[[ Task inputs, beginning ]]
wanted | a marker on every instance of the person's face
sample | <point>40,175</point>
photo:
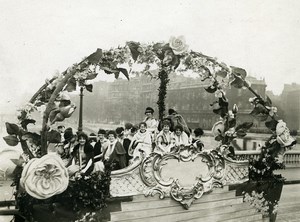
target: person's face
<point>149,114</point>
<point>101,137</point>
<point>82,141</point>
<point>166,128</point>
<point>111,137</point>
<point>61,130</point>
<point>178,132</point>
<point>143,128</point>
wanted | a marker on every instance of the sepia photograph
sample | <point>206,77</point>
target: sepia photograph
<point>161,111</point>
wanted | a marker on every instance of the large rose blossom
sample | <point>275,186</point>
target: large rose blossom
<point>283,134</point>
<point>178,45</point>
<point>44,177</point>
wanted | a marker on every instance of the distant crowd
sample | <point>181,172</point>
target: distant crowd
<point>84,153</point>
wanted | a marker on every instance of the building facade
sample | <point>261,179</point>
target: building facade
<point>125,101</point>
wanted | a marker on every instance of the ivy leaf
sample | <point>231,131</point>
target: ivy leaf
<point>262,117</point>
<point>33,138</point>
<point>53,114</point>
<point>271,124</point>
<point>95,57</point>
<point>89,87</point>
<point>245,126</point>
<point>11,140</point>
<point>268,102</point>
<point>231,123</point>
<point>53,136</point>
<point>117,75</point>
<point>219,138</point>
<point>12,128</point>
<point>25,122</point>
<point>133,47</point>
<point>158,49</point>
<point>71,85</point>
<point>222,73</point>
<point>210,89</point>
<point>241,133</point>
<point>176,61</point>
<point>92,75</point>
<point>238,82</point>
<point>125,72</point>
<point>239,72</point>
<point>19,162</point>
<point>259,109</point>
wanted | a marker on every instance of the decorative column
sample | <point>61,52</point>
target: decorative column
<point>80,110</point>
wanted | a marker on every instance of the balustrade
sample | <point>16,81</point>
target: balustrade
<point>291,157</point>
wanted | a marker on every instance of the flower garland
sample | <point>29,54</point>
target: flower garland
<point>54,103</point>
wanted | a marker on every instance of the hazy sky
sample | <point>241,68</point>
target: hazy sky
<point>39,37</point>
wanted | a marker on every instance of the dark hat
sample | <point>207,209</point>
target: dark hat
<point>171,111</point>
<point>128,126</point>
<point>149,110</point>
<point>198,132</point>
<point>101,131</point>
<point>120,131</point>
<point>68,135</point>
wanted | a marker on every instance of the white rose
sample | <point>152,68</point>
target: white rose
<point>45,177</point>
<point>178,45</point>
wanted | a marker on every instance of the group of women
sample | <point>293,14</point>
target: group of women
<point>123,146</point>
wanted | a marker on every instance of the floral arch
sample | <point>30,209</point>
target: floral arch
<point>166,58</point>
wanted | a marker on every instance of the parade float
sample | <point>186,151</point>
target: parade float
<point>41,178</point>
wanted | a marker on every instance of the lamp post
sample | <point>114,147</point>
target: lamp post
<point>80,109</point>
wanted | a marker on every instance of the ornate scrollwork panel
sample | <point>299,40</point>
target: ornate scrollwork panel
<point>184,174</point>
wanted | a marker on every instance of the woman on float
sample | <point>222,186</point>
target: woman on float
<point>82,157</point>
<point>98,147</point>
<point>179,136</point>
<point>114,152</point>
<point>141,142</point>
<point>164,141</point>
<point>151,123</point>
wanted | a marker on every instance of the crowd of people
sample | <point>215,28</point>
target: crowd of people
<point>84,153</point>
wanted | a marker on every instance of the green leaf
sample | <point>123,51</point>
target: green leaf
<point>12,128</point>
<point>133,47</point>
<point>95,57</point>
<point>25,122</point>
<point>53,136</point>
<point>11,140</point>
<point>71,85</point>
<point>89,87</point>
<point>125,72</point>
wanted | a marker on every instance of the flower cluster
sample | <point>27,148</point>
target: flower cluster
<point>45,177</point>
<point>258,201</point>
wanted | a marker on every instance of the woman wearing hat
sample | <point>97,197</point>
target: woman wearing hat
<point>141,142</point>
<point>151,123</point>
<point>114,151</point>
<point>82,156</point>
<point>164,140</point>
[[ Task inputs, end ]]
From the line containing "wanted | a marker on every instance of the woman wearing" down to the last line of the records, transcribe every line exactly and add nothing else.

> _Exercise output_
wanted | a marker on every instance of the woman wearing hat
sample | <point>97,197</point>
target: woman wearing hat
<point>141,142</point>
<point>151,123</point>
<point>114,151</point>
<point>82,156</point>
<point>164,140</point>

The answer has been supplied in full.